___ Given entries ___
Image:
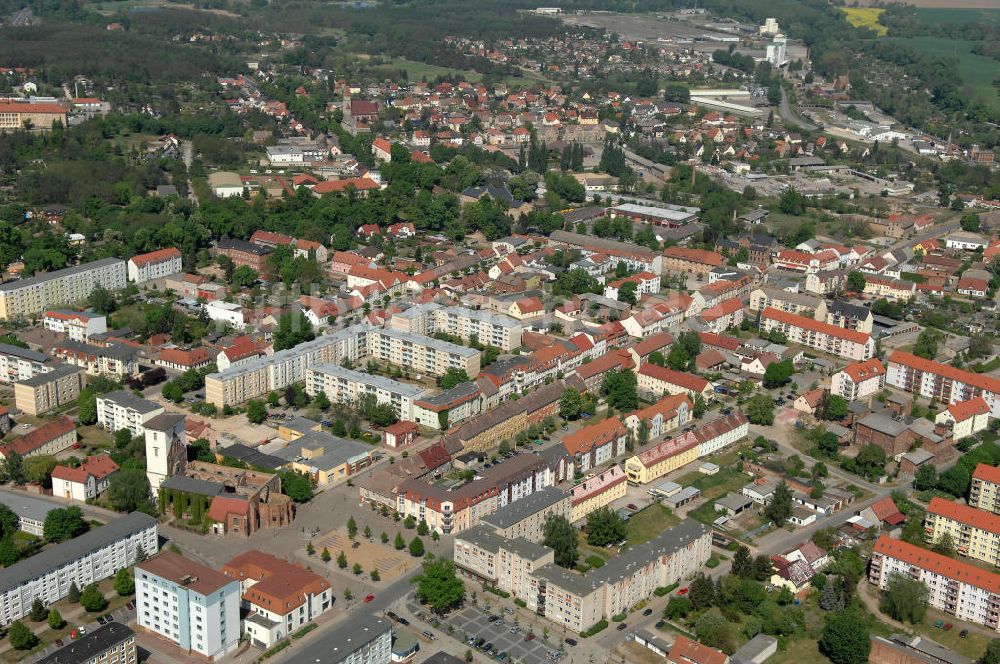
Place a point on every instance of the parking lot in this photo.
(472, 623)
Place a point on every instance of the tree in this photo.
(438, 585)
(905, 599)
(570, 404)
(63, 524)
(560, 536)
(845, 638)
(453, 377)
(620, 387)
(780, 507)
(742, 563)
(778, 373)
(55, 619)
(92, 600)
(38, 612)
(256, 411)
(124, 583)
(925, 477)
(21, 638)
(834, 407)
(129, 490)
(702, 592)
(605, 527)
(760, 410)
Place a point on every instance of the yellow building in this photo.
(984, 494)
(44, 392)
(975, 533)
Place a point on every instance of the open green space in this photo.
(978, 72)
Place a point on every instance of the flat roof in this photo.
(65, 553)
(388, 384)
(58, 274)
(519, 510)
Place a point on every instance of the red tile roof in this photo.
(158, 256)
(938, 564)
(982, 381)
(964, 514)
(814, 325)
(679, 378)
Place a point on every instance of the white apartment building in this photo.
(819, 335)
(228, 313)
(17, 364)
(487, 327)
(958, 588)
(189, 604)
(421, 354)
(154, 265)
(72, 284)
(943, 382)
(859, 380)
(123, 410)
(347, 386)
(96, 555)
(256, 378)
(77, 325)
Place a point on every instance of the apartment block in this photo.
(658, 459)
(77, 325)
(193, 606)
(943, 382)
(975, 533)
(96, 555)
(425, 355)
(578, 601)
(859, 380)
(67, 286)
(819, 335)
(487, 327)
(123, 410)
(955, 587)
(46, 391)
(984, 493)
(154, 265)
(18, 363)
(525, 518)
(257, 377)
(112, 643)
(598, 491)
(347, 386)
(278, 596)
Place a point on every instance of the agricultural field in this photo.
(865, 17)
(978, 72)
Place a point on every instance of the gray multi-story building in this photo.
(91, 557)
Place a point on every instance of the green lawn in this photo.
(650, 522)
(977, 71)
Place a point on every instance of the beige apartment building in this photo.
(487, 327)
(975, 533)
(984, 493)
(35, 295)
(258, 377)
(47, 391)
(422, 354)
(578, 601)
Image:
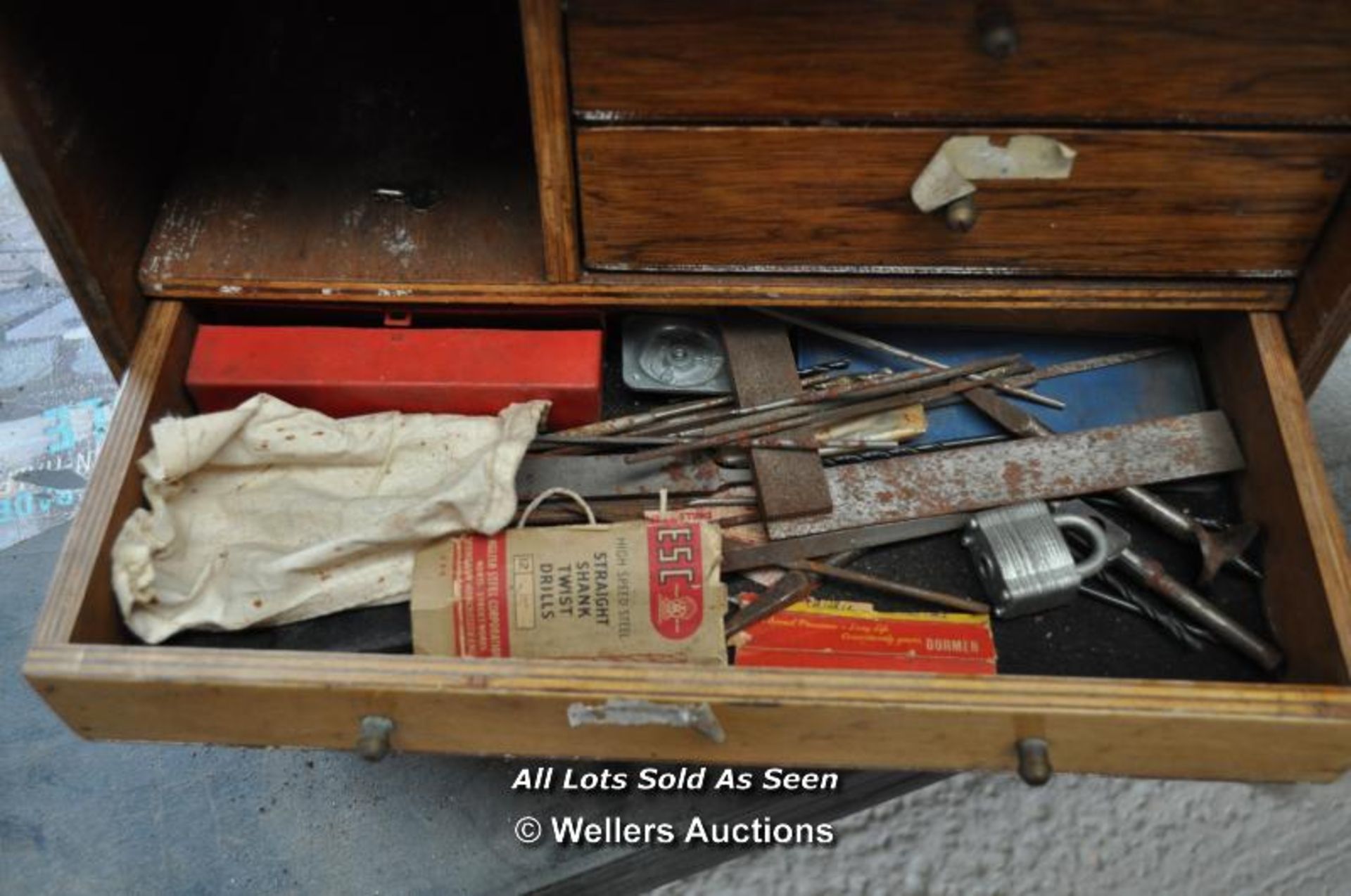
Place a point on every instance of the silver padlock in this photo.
(1023, 559)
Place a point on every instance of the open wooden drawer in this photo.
(292, 208)
(104, 686)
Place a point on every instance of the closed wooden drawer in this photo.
(768, 199)
(1123, 61)
(106, 686)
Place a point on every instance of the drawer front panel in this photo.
(838, 200)
(1211, 61)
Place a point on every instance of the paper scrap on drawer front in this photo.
(269, 513)
(963, 160)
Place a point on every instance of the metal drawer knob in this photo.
(961, 215)
(998, 41)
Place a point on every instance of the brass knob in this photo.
(1034, 762)
(998, 39)
(963, 214)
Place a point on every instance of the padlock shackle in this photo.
(1092, 564)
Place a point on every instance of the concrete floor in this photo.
(92, 818)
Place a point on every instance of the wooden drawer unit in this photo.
(161, 229)
(757, 199)
(1155, 61)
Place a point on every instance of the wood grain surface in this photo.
(1122, 61)
(838, 200)
(327, 153)
(1319, 319)
(760, 359)
(600, 288)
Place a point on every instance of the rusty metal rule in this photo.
(760, 359)
(612, 477)
(1061, 466)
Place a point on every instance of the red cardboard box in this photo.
(844, 636)
(349, 371)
___
Go through the listing above and write it out again exactly, dropping the pictures.

Image:
Place a point on every instance of the parking lot in this photo.
(472, 623)
Place a point on every instance of the tree in this photo.
(438, 585)
(905, 599)
(570, 404)
(63, 524)
(560, 536)
(845, 638)
(453, 377)
(620, 387)
(780, 507)
(742, 563)
(778, 373)
(55, 619)
(92, 600)
(38, 612)
(256, 411)
(124, 583)
(925, 477)
(21, 638)
(834, 407)
(129, 490)
(702, 592)
(605, 527)
(760, 410)
Place a point on every instance of the yellow building in this photo.
(984, 494)
(44, 392)
(975, 533)
Place a point on every instance of the open green space in this photo.
(978, 72)
Place a point on every instance of the flat roof in this photo.
(65, 553)
(388, 384)
(58, 274)
(519, 510)
Place a point on every instance of the red tile roof in this photo.
(158, 256)
(938, 564)
(982, 381)
(964, 514)
(814, 325)
(679, 378)
Place a point on every instance of the white apartment building in this photo.
(819, 335)
(228, 313)
(17, 364)
(487, 327)
(958, 588)
(189, 604)
(421, 354)
(154, 265)
(72, 284)
(943, 382)
(859, 380)
(123, 410)
(347, 386)
(96, 555)
(256, 378)
(77, 325)
Place a point on every instance of the apartment block in this photo.
(658, 459)
(77, 325)
(193, 606)
(943, 382)
(975, 533)
(96, 555)
(425, 355)
(578, 601)
(859, 380)
(67, 286)
(819, 335)
(487, 327)
(123, 410)
(955, 587)
(46, 391)
(984, 493)
(154, 265)
(18, 363)
(525, 518)
(257, 377)
(112, 643)
(598, 491)
(347, 386)
(278, 596)
Place a point on every instance of the agricultural field in this photo.
(865, 17)
(978, 72)
Place a point on every instance of the gray multi-story building in this photo.
(91, 557)
Place a point on every instance of the green lawn in this photo.
(650, 522)
(977, 71)
Place a point on every instance of the beige apartment building in this photo.
(487, 327)
(975, 533)
(984, 493)
(35, 295)
(258, 377)
(47, 391)
(422, 354)
(578, 601)
Image:
Place a point on every instance of the silver padlock in this photo.
(1023, 559)
Place a point on every instance of the open wooden drawer in this photo.
(292, 208)
(104, 686)
Place a point on every instance of the closed wooden drawer in this photo.
(768, 199)
(1123, 61)
(106, 686)
Place a point on every instance of the drawer front panel in this photo.
(838, 200)
(1211, 61)
Place a point on every instance of the paper scrap on drawer front in this photo.
(269, 513)
(963, 160)
Place a point on every instance of the metal drawer knob in this photo.
(961, 215)
(998, 41)
Place a point on every instance of the brass knob in this photo.
(1034, 762)
(998, 39)
(963, 214)
Place a point on every instance of the padlock shackle in this photo.
(1092, 564)
Place a point on every instance of the concrete floor in this photo.
(92, 818)
Place a point on every instance of the wooden drawer unit in this photo.
(161, 229)
(757, 199)
(1155, 61)
Place a point on every instance of the wood grain surface in this photo.
(1122, 61)
(838, 200)
(327, 153)
(1319, 319)
(760, 359)
(600, 288)
Place a point on every instance of the rusty metal rule in this photo.
(760, 359)
(612, 477)
(1061, 466)
Place a point on every instance of the red cardboard box in this photo.
(844, 636)
(349, 371)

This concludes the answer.